Instructions for the task: Count the lines of the items below that contain the string "petal", treating uppercase and lowercase as distinct, and reply with the number alone.

Information supplied:

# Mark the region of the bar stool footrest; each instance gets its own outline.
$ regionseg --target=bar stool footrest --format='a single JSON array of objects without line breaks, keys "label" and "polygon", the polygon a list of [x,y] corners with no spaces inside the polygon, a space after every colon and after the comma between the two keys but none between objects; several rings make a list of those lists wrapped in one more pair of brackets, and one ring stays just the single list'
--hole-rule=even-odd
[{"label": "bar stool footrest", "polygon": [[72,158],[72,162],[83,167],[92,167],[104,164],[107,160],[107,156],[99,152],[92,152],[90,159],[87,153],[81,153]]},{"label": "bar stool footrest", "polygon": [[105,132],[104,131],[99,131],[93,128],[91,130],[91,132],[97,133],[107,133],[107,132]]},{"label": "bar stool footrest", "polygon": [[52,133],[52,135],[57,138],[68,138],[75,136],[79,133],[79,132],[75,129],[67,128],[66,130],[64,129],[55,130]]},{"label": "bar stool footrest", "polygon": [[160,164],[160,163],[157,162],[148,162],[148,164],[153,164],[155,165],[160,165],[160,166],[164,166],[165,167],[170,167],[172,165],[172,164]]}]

==

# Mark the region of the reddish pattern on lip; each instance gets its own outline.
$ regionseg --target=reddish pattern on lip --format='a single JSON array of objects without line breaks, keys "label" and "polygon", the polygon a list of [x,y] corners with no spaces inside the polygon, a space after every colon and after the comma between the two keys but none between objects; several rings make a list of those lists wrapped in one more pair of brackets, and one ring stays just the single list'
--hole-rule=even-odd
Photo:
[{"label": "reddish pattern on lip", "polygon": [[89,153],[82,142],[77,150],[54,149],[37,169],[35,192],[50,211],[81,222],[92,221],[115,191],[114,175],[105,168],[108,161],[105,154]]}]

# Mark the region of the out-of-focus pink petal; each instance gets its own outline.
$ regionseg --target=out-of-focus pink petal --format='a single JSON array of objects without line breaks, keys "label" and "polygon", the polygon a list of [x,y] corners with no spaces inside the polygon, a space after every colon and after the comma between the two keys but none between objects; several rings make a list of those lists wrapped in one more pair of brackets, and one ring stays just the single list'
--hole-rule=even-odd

Output for this exercise: 2